● Exercise tasks:
A. List the kinds of works the artist says he keeps in his collection in the interview excerpt on collecting drawings and art.
B. From the interview excerpt on collecting drawings and art, reproduce the passage starting at "In the case of the" and ending at "of a signature.".

● Document segment:
● ● ● ● ●

As I said earlier, there wasn’t much in Japan in the way of interesting hand-painted signs, everything was photographic or very mechanical, nothing I felt like stealing. Even the children’s drawings I saw in Japan were for my taste over-refined.

One of my favorite things used to be to have drunks in bars do drawings for me. This was difficult in Japan, by the time someone was drunk enough to be friendly they were too drunk to hold a pen.

P: In relation to your work, what is it you recognize in the ‘anonymous’ work you collect?

DB: Well, the works I collect mostly aren’t actually anonymous. In the case of a drawing that I ask a guy in a bar or one of my assistants or somebody I meet on the beach to draw for me, the drawing has a meaning for me relating to the time and place and circumstances of its execution, so even if it’s unsigned or its author is unknown, it’s loaded with meaning for me.

In the case of the African Haircut paintings I collect, they’re all signed, and the artists have recognizable styles. I have a large collection of drawings by psychiatric hospital patients and other disturbed individuals, acquired mostly from doctors and teachers, but these are often signed, and again I am very aware of the author.

So all of this stuff wouldn’t really be called ‘anonymous.’ The few things I have, like some hand-painted Coney Island memorabilia, that really are anonymous, also have such a specific history that it takes the place of a signature.

But I have all this stuff around me for fairly obvious and conventional reasons. They provide direct and indirect sources for the images I deploy in my paintings and drawings. They provoke me and inform my decisions while I’m working. I am always re-evaluating the way my hand moves.

P: To what extent can you re-evaluate the way your hand moves?

DB: Well, I’m terrified of the capacity for complacency and conventions in most lines. I’m afraid of familiarity; if I’m doing something too well, I stop doing it.

P: To what extent do you see your images as being involved in repetition?

DB: There are small, medium and large versions of some of my paintings, and occasionally I’ll paint the same object in red and then in black, but that’s not repetition is it? There are a couple paintings with floating vegetables and beach balls, but these are also not ‘repeated’; similar vegetables and similar beachballs, but not actually the same ones repeated.

● ● ● ● ●

● Information shown:
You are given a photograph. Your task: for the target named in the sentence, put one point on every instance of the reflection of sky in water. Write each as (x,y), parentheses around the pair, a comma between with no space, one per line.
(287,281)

● ● ● ● ●

● Task-by-task outputs:
A.
- Drawings he asks someone to make for him, such as a guy in a bar, one of his assistants, or somebody he meets on the beach
- African Haircut paintings
- Drawings by psychiatric hospital patients and other disturbed individuals
- Hand-painted Coney Island memorabilia

B.
In the case of the African Haircut paintings I collect, they’re all signed, and the artists have recognizable styles. I have a large collection of drawings by psychiatric hospital patients and other disturbed individuals, acquired mostly from doctors and teachers, but these are often signed, and again I am very aware of the author.

So all of this stuff wouldn’t really be called ‘anonymous.’ The few things I have, like some hand-painted Coney Island memorabilia, that really are anonymous, also have such a specific history that it takes the place of a signature.